Without the pictures, extract every line from the start of the material to the line containing "[ ] identify the building", both ends included.

═════ TASK INPUT

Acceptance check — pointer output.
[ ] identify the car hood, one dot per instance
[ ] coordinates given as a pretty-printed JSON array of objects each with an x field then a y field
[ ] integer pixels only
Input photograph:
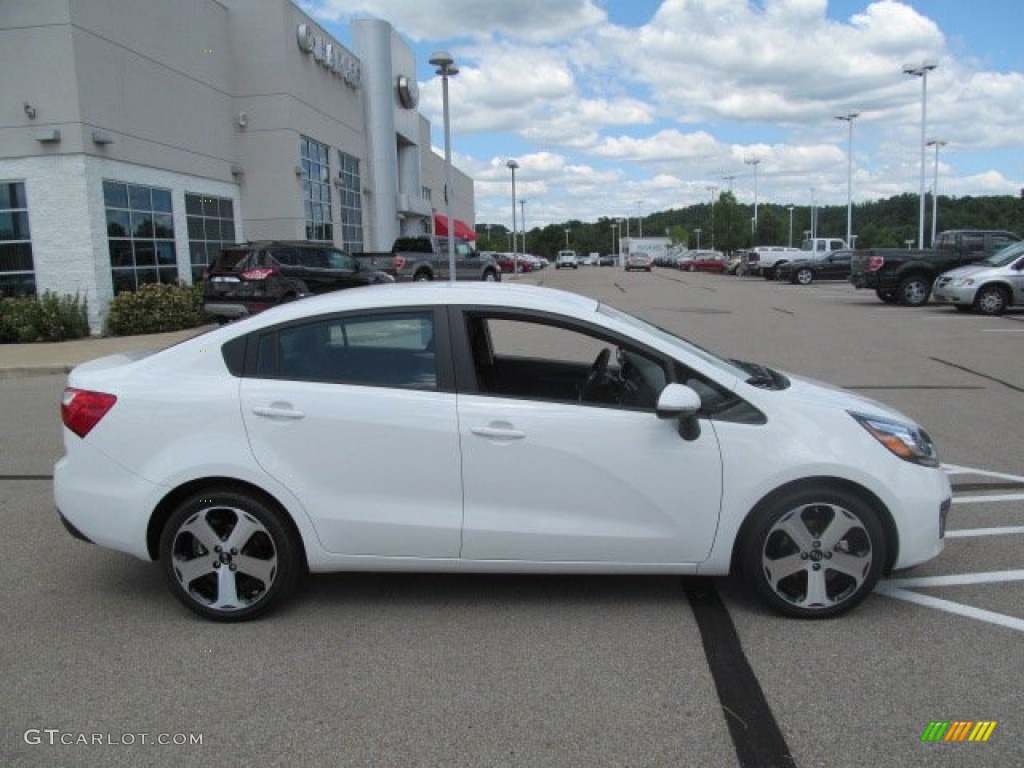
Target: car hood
[{"x": 819, "y": 394}]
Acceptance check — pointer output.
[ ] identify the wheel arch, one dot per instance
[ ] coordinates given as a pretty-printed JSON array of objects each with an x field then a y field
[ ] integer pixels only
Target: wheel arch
[
  {"x": 823, "y": 482},
  {"x": 170, "y": 502}
]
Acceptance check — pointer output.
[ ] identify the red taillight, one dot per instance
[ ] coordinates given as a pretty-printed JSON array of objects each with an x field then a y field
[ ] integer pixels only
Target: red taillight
[
  {"x": 259, "y": 273},
  {"x": 82, "y": 410}
]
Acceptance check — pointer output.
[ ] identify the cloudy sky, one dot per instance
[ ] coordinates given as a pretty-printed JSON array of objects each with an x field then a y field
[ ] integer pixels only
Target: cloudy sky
[{"x": 614, "y": 108}]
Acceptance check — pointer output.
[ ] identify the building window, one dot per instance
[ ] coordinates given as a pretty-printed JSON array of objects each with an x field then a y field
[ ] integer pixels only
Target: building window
[
  {"x": 140, "y": 235},
  {"x": 316, "y": 190},
  {"x": 17, "y": 276},
  {"x": 211, "y": 226},
  {"x": 350, "y": 202}
]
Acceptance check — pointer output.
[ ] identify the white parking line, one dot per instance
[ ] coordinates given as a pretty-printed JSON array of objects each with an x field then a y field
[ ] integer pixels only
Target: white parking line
[
  {"x": 968, "y": 532},
  {"x": 989, "y": 616}
]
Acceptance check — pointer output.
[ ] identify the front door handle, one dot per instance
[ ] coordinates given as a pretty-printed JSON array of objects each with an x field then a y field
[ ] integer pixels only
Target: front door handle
[
  {"x": 499, "y": 431},
  {"x": 279, "y": 411}
]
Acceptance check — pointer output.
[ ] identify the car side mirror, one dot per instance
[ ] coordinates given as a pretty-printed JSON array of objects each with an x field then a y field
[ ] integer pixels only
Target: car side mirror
[{"x": 682, "y": 402}]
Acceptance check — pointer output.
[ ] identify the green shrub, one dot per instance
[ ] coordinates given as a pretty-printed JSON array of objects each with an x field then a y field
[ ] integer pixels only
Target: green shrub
[
  {"x": 156, "y": 308},
  {"x": 47, "y": 317}
]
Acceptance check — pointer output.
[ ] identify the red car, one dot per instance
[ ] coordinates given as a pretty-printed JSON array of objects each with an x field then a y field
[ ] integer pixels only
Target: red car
[{"x": 705, "y": 261}]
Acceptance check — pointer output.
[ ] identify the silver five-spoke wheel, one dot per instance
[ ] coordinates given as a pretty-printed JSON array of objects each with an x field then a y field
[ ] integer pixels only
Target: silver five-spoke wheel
[
  {"x": 815, "y": 554},
  {"x": 227, "y": 556}
]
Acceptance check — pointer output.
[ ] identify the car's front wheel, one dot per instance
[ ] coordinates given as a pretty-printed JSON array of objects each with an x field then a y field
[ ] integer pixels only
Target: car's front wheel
[
  {"x": 227, "y": 556},
  {"x": 991, "y": 300},
  {"x": 814, "y": 553}
]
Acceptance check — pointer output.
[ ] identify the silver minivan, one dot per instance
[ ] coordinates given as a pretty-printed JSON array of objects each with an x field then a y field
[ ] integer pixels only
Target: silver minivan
[{"x": 988, "y": 286}]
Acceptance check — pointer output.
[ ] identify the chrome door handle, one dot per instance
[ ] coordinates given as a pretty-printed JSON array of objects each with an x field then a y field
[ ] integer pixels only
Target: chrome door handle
[
  {"x": 501, "y": 433},
  {"x": 278, "y": 412}
]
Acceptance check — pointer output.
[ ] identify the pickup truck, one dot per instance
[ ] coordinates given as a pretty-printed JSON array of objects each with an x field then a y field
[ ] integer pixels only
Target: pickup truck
[
  {"x": 905, "y": 275},
  {"x": 425, "y": 257}
]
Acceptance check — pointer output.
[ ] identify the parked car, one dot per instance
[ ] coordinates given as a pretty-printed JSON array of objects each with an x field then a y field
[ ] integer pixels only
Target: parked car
[
  {"x": 835, "y": 265},
  {"x": 566, "y": 260},
  {"x": 705, "y": 261},
  {"x": 280, "y": 436},
  {"x": 639, "y": 261},
  {"x": 249, "y": 278},
  {"x": 988, "y": 287}
]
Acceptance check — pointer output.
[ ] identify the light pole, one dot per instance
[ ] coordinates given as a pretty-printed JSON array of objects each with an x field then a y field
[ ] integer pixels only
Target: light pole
[
  {"x": 936, "y": 142},
  {"x": 445, "y": 68},
  {"x": 522, "y": 210},
  {"x": 922, "y": 72},
  {"x": 512, "y": 165},
  {"x": 712, "y": 189},
  {"x": 848, "y": 119},
  {"x": 754, "y": 162}
]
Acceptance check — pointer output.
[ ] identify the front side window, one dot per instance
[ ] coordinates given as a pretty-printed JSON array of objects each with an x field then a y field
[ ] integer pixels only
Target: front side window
[
  {"x": 17, "y": 275},
  {"x": 211, "y": 226},
  {"x": 526, "y": 357},
  {"x": 394, "y": 349},
  {"x": 139, "y": 235},
  {"x": 316, "y": 189}
]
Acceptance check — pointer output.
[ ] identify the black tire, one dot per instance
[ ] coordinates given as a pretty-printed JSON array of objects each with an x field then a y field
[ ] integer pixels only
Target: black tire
[
  {"x": 813, "y": 553},
  {"x": 991, "y": 300},
  {"x": 913, "y": 291},
  {"x": 197, "y": 548}
]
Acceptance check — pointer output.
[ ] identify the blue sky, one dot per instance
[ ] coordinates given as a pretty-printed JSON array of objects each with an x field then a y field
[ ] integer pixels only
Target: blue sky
[{"x": 614, "y": 108}]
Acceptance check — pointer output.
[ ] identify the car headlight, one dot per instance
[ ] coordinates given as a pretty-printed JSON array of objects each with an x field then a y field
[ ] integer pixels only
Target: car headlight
[{"x": 908, "y": 441}]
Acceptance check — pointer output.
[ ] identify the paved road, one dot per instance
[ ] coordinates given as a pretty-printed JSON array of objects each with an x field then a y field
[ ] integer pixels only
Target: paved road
[{"x": 502, "y": 671}]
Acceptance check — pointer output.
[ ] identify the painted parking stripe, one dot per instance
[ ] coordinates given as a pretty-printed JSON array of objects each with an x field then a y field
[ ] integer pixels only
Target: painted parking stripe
[
  {"x": 969, "y": 532},
  {"x": 958, "y": 580},
  {"x": 989, "y": 616}
]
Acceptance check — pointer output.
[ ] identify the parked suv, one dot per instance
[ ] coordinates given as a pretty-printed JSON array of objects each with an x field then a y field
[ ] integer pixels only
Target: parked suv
[
  {"x": 988, "y": 286},
  {"x": 250, "y": 278}
]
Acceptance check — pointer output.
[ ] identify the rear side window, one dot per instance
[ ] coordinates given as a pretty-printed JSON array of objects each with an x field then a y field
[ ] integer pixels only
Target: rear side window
[{"x": 378, "y": 350}]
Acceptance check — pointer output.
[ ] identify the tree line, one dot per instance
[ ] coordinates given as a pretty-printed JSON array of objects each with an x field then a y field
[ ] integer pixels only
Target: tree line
[{"x": 728, "y": 225}]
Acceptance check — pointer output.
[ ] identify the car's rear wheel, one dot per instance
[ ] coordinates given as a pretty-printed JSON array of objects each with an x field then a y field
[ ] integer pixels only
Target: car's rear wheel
[
  {"x": 991, "y": 300},
  {"x": 913, "y": 291},
  {"x": 814, "y": 553},
  {"x": 227, "y": 556}
]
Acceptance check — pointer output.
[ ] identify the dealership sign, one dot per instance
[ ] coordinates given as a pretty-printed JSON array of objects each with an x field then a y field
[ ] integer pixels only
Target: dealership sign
[{"x": 329, "y": 55}]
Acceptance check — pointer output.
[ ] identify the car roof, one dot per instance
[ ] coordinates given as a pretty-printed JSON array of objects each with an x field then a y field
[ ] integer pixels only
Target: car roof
[{"x": 398, "y": 295}]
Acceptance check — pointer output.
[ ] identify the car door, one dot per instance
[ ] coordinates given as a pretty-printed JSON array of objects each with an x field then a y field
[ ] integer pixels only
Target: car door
[
  {"x": 354, "y": 415},
  {"x": 549, "y": 477}
]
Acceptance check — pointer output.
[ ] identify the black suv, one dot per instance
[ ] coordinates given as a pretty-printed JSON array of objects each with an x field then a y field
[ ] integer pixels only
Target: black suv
[{"x": 250, "y": 278}]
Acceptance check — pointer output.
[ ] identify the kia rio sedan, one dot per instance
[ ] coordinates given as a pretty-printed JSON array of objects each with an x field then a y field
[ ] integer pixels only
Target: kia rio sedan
[{"x": 372, "y": 429}]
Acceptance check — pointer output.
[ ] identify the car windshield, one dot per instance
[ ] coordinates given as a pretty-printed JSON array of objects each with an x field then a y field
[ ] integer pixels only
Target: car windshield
[
  {"x": 727, "y": 367},
  {"x": 1006, "y": 255}
]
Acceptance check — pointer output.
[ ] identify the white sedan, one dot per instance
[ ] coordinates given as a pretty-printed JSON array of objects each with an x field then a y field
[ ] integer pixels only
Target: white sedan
[{"x": 373, "y": 429}]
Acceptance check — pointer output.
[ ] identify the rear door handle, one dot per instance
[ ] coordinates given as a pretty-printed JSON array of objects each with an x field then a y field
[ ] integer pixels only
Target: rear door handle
[{"x": 279, "y": 411}]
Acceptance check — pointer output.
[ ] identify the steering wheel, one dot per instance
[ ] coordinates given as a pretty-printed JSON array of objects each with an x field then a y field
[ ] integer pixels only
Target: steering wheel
[{"x": 598, "y": 371}]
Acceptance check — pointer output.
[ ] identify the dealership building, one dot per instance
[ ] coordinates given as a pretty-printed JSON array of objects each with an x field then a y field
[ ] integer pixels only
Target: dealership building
[{"x": 139, "y": 136}]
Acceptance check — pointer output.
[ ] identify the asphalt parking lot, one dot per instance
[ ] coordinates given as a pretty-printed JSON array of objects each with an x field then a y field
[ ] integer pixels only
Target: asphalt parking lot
[{"x": 100, "y": 665}]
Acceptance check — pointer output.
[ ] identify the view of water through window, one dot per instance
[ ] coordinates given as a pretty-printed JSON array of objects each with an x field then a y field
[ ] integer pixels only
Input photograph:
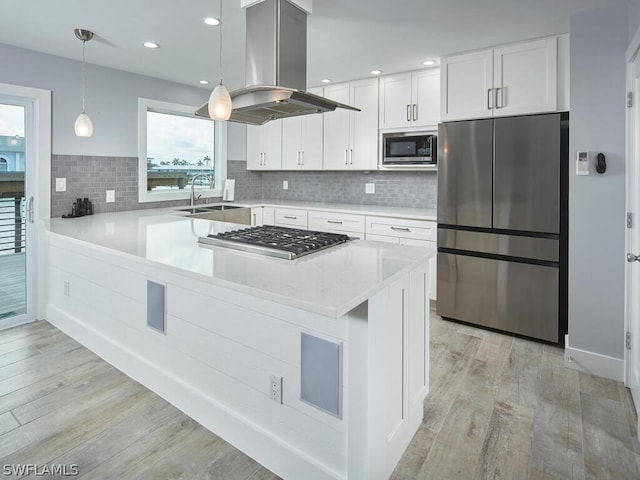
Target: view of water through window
[{"x": 178, "y": 148}]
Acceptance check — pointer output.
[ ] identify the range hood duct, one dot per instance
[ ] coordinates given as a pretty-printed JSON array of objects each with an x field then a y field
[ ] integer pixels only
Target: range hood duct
[{"x": 276, "y": 68}]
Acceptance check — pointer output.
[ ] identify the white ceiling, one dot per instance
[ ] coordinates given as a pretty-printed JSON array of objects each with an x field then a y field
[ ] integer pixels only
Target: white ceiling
[{"x": 346, "y": 38}]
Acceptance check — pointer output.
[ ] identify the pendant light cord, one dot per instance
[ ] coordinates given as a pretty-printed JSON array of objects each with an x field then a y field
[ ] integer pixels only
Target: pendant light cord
[
  {"x": 83, "y": 42},
  {"x": 220, "y": 53}
]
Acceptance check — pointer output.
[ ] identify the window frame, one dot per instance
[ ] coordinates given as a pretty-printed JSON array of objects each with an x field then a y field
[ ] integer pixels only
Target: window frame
[{"x": 219, "y": 152}]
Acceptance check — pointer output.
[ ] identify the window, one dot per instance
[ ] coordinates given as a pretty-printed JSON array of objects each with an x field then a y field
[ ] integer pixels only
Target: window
[{"x": 174, "y": 146}]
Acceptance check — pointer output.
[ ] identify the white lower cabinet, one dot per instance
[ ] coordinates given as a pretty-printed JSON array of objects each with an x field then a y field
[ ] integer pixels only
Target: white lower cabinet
[
  {"x": 256, "y": 217},
  {"x": 417, "y": 233},
  {"x": 290, "y": 217},
  {"x": 333, "y": 222},
  {"x": 268, "y": 216}
]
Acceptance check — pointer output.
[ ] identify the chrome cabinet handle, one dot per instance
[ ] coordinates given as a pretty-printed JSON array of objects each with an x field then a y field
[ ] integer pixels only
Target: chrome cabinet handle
[{"x": 28, "y": 208}]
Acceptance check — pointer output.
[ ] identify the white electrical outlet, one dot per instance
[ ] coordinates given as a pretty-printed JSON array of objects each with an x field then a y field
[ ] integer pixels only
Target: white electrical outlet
[
  {"x": 61, "y": 184},
  {"x": 275, "y": 388}
]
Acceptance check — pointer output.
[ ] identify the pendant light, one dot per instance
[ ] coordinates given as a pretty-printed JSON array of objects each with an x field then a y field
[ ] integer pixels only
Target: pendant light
[
  {"x": 83, "y": 125},
  {"x": 220, "y": 100}
]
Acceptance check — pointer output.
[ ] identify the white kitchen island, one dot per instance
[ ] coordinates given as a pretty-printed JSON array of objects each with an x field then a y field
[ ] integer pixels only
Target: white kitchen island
[{"x": 346, "y": 329}]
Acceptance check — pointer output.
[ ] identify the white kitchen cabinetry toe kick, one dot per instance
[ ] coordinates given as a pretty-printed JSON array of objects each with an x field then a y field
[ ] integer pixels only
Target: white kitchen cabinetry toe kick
[{"x": 209, "y": 329}]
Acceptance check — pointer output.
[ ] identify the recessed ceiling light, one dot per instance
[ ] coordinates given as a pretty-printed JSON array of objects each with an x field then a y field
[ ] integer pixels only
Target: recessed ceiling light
[{"x": 211, "y": 21}]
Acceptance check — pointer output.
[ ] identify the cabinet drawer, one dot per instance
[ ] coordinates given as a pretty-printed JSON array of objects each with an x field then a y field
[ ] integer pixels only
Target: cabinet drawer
[
  {"x": 331, "y": 221},
  {"x": 397, "y": 227},
  {"x": 291, "y": 217}
]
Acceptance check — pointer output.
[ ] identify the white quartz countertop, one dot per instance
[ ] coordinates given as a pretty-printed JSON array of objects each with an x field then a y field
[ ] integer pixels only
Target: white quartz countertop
[
  {"x": 382, "y": 211},
  {"x": 330, "y": 282}
]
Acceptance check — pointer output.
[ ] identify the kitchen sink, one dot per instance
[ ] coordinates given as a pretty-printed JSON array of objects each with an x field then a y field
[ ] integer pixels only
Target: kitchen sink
[
  {"x": 208, "y": 208},
  {"x": 220, "y": 213}
]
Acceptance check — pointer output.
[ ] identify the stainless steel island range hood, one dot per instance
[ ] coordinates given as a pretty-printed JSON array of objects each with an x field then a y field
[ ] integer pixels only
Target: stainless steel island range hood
[{"x": 276, "y": 68}]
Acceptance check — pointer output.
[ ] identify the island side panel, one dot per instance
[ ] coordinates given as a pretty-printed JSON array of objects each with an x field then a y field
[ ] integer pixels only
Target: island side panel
[
  {"x": 204, "y": 364},
  {"x": 397, "y": 352}
]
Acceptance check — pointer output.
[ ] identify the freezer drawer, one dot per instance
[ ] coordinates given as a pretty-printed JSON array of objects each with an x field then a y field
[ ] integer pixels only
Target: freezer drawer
[
  {"x": 544, "y": 249},
  {"x": 514, "y": 297}
]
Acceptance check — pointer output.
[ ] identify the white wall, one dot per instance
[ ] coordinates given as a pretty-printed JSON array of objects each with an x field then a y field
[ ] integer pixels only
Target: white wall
[
  {"x": 599, "y": 40},
  {"x": 111, "y": 99}
]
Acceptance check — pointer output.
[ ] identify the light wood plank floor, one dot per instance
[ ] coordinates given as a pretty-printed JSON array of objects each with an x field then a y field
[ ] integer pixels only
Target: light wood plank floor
[{"x": 499, "y": 407}]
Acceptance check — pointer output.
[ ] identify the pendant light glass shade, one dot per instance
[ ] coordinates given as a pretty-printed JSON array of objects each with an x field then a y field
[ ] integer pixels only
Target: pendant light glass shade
[
  {"x": 83, "y": 126},
  {"x": 220, "y": 103},
  {"x": 220, "y": 100}
]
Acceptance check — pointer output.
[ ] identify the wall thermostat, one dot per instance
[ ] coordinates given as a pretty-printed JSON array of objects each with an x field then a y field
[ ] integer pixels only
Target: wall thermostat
[{"x": 582, "y": 163}]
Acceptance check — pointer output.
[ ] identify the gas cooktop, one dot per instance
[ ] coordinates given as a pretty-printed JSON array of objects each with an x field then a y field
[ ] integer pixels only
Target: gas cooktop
[{"x": 281, "y": 242}]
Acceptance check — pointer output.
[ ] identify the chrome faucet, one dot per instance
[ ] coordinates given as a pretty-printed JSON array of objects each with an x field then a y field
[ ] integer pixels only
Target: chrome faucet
[{"x": 192, "y": 197}]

══════════

SOLUTION TO THIS EXERCISE
Acceptance check — pointer output.
[ ] identify the car hood, one dot per instance
[ ] coordinates given as a pretty-printed JSON array of objects each with an x field then a y field
[ ] integer pixels only
Input photograph:
Target: car hood
[{"x": 819, "y": 394}]
Acceptance check — pointer output.
[ ] identify the wheel arch, one dot per instance
[ ] coordinates given as a pretty-printed JSON array of objects each with an x field then a y field
[ ] integer pixels only
Target: wheel arch
[
  {"x": 823, "y": 482},
  {"x": 170, "y": 502}
]
Acceptance check — pointer output.
[ ] identify the red taillight, one dot per instance
[ ] coordinates given as a pretty-printed JSON array of objects each with an x field then a y field
[ ] integer pixels only
Target: red taillight
[
  {"x": 259, "y": 273},
  {"x": 82, "y": 410}
]
Acceptance check — pointer output.
[ ] identify the cloudy sky, one dot per instance
[ ] coordinates given as a pretty-printed JSON array of objects each with an x field then a y field
[ ] integer pixels only
Target: cloudy sky
[{"x": 614, "y": 108}]
Acceptance check — pointer output.
[ ] identify the building window, one dot per instance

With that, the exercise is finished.